# [Direction]
Using the records below, copy out exactly the line that contains "mark: the rock, one point per instance" and every line that follows it, up to and including the last, and no others.

# [Records for the exercise]
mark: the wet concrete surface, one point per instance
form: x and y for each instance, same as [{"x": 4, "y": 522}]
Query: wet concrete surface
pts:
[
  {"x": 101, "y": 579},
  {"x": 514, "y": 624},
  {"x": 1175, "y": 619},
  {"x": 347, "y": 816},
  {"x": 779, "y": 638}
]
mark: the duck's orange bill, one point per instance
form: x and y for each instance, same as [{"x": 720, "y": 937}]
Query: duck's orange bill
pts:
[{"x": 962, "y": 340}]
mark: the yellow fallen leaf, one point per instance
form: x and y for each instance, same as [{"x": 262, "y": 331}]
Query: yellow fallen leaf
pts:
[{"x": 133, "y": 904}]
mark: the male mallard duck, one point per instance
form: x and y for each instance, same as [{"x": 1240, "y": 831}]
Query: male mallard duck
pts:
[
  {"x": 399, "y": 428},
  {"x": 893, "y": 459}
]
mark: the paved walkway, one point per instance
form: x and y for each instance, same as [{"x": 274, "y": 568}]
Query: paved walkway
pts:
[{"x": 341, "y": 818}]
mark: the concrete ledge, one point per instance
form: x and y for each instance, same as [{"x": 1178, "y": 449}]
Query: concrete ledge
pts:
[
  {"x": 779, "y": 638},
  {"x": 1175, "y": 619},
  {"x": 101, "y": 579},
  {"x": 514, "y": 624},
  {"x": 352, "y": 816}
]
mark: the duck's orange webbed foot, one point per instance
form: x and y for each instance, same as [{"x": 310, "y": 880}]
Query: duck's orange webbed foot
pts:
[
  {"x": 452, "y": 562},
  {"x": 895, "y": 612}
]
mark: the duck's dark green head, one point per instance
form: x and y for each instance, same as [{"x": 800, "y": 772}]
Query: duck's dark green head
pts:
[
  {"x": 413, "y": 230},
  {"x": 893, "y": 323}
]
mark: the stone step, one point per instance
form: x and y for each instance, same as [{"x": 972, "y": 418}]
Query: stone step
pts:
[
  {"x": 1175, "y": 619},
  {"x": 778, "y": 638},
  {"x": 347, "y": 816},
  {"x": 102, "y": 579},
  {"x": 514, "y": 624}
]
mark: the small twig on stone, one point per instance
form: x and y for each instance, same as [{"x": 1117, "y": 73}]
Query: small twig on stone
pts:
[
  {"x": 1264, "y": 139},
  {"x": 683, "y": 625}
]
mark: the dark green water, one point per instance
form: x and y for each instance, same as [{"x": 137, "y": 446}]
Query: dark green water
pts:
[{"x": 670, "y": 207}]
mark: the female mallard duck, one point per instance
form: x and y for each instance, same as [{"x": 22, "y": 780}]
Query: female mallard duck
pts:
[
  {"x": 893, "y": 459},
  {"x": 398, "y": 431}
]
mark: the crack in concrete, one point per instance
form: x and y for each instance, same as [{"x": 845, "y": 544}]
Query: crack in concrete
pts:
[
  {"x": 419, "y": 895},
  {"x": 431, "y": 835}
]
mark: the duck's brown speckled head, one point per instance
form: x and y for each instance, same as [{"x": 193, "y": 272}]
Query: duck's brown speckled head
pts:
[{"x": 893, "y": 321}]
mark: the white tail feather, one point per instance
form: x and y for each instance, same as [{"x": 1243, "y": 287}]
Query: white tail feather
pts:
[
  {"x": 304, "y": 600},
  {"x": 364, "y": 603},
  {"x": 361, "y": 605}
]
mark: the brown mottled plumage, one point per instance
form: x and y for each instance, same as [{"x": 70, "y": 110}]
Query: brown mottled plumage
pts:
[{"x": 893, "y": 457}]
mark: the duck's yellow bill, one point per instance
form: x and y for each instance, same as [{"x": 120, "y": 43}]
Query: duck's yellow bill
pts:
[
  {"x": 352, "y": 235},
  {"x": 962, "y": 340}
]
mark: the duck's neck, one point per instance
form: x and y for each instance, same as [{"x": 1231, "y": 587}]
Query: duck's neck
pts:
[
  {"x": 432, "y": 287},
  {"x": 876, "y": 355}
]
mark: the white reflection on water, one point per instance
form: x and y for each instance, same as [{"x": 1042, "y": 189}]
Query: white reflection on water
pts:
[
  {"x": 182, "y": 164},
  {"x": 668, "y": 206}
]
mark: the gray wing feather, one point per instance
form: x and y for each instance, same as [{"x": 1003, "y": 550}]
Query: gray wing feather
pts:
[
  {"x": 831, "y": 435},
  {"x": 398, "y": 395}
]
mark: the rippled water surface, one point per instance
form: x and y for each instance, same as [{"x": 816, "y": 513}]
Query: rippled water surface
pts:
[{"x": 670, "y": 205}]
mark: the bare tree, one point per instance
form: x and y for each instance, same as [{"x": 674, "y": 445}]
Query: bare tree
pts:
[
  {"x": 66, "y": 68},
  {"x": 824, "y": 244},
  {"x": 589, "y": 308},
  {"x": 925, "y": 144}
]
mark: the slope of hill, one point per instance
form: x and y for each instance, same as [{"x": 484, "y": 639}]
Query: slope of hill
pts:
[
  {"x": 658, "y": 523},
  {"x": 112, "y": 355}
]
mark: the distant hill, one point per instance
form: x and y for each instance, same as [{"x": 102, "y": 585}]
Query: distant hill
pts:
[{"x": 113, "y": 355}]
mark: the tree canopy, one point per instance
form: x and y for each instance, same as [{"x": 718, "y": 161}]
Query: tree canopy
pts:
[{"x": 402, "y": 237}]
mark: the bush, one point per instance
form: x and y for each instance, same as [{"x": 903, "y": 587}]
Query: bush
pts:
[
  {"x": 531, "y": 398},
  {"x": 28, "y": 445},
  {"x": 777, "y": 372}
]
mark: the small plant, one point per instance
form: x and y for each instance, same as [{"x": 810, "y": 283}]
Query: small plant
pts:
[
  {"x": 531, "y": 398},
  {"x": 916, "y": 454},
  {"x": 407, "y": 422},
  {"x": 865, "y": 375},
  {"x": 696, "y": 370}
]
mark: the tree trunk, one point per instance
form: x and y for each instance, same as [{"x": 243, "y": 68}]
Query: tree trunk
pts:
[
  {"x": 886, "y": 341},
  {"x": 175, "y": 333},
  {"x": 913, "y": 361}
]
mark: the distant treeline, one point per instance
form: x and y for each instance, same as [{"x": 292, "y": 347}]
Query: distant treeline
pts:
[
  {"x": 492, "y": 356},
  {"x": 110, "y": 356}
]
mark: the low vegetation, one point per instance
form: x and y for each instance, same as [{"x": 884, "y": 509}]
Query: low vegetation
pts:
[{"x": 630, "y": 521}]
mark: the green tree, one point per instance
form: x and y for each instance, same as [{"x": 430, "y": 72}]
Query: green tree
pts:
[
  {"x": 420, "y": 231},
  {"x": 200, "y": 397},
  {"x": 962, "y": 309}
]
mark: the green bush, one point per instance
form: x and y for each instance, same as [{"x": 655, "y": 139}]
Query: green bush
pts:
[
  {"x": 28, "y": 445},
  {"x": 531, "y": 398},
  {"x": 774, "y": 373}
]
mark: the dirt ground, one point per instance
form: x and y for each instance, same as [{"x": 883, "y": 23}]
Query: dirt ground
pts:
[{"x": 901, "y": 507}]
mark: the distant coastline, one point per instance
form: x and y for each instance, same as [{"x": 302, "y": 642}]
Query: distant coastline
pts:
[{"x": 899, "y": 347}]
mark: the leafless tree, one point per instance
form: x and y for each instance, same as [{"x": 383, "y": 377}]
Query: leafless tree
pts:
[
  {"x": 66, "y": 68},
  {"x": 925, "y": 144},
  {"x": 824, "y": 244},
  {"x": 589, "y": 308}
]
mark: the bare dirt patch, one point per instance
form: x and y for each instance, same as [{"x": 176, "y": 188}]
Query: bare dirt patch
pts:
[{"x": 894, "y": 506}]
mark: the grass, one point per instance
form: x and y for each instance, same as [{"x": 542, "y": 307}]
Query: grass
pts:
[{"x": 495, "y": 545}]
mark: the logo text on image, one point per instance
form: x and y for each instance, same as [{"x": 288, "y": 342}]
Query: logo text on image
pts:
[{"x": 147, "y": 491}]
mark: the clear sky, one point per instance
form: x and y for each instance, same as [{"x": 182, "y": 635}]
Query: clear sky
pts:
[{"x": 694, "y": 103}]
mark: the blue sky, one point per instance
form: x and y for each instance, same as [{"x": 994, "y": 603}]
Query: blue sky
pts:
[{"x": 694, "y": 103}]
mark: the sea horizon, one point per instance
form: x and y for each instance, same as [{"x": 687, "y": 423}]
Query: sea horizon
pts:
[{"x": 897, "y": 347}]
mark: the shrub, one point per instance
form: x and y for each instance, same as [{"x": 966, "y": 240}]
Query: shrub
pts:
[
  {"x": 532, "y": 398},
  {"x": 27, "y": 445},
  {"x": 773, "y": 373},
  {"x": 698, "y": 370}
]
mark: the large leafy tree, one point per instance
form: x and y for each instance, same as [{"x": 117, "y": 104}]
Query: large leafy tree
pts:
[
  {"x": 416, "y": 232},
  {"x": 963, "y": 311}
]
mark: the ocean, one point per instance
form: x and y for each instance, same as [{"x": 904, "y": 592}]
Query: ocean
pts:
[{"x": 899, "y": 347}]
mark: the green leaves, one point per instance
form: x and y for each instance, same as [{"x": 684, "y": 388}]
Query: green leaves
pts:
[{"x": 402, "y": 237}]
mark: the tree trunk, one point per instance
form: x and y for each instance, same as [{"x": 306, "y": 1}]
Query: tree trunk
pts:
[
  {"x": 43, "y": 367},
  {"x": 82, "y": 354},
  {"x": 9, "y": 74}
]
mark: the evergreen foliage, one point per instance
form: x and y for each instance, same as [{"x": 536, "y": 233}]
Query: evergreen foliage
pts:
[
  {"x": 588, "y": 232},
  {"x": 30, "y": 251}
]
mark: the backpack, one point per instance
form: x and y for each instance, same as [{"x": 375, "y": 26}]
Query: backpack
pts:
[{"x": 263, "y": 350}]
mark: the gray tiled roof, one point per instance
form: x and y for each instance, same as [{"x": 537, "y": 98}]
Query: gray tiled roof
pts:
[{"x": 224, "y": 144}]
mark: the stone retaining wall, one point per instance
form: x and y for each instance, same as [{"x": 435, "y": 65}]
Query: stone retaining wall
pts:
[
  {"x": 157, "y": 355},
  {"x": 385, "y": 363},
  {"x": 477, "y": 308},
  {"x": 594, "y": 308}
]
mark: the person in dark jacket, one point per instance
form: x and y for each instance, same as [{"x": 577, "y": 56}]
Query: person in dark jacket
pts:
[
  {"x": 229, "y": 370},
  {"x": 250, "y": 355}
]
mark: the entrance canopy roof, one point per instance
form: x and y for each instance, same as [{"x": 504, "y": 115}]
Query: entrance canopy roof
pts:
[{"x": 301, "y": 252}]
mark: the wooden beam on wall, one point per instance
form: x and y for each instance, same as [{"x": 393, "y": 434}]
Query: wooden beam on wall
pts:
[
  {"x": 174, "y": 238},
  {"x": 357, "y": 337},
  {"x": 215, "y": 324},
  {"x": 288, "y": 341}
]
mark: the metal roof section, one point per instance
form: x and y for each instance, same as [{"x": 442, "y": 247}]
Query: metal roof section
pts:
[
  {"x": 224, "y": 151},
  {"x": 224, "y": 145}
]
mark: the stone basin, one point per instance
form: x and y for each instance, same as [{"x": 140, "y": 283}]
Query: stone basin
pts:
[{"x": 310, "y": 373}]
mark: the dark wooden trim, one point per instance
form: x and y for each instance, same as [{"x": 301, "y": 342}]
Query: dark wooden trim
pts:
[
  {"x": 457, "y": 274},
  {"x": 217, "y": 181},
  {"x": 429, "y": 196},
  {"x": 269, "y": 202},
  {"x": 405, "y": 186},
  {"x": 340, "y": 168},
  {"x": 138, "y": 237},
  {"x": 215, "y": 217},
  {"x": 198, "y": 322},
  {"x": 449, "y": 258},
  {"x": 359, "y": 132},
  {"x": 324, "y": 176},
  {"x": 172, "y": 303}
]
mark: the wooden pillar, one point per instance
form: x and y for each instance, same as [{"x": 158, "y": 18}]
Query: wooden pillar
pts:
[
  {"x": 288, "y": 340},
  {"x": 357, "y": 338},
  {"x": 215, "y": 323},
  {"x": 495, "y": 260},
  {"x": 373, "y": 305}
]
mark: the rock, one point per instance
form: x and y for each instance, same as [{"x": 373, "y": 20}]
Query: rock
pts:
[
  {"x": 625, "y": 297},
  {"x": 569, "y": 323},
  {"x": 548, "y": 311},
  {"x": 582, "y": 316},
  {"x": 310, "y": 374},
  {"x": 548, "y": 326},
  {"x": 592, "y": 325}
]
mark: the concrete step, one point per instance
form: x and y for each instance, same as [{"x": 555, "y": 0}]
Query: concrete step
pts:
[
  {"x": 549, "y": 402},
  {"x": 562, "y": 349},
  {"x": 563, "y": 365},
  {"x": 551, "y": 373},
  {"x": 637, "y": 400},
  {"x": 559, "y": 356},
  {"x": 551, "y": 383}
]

# [Written answer]
mark: the rock, one point per instance
form: x and y for each instance, same as [{"x": 373, "y": 20}]
Query: rock
pts:
[
  {"x": 625, "y": 297},
  {"x": 569, "y": 323},
  {"x": 548, "y": 311},
  {"x": 582, "y": 316},
  {"x": 310, "y": 374},
  {"x": 548, "y": 326},
  {"x": 592, "y": 325}
]
mark: the concrete step, one point per instance
form: x and y for each instance, same as [{"x": 555, "y": 0}]
Query: concrete step
pts:
[
  {"x": 549, "y": 402},
  {"x": 562, "y": 349},
  {"x": 563, "y": 365},
  {"x": 551, "y": 373},
  {"x": 637, "y": 400},
  {"x": 559, "y": 356},
  {"x": 551, "y": 383}
]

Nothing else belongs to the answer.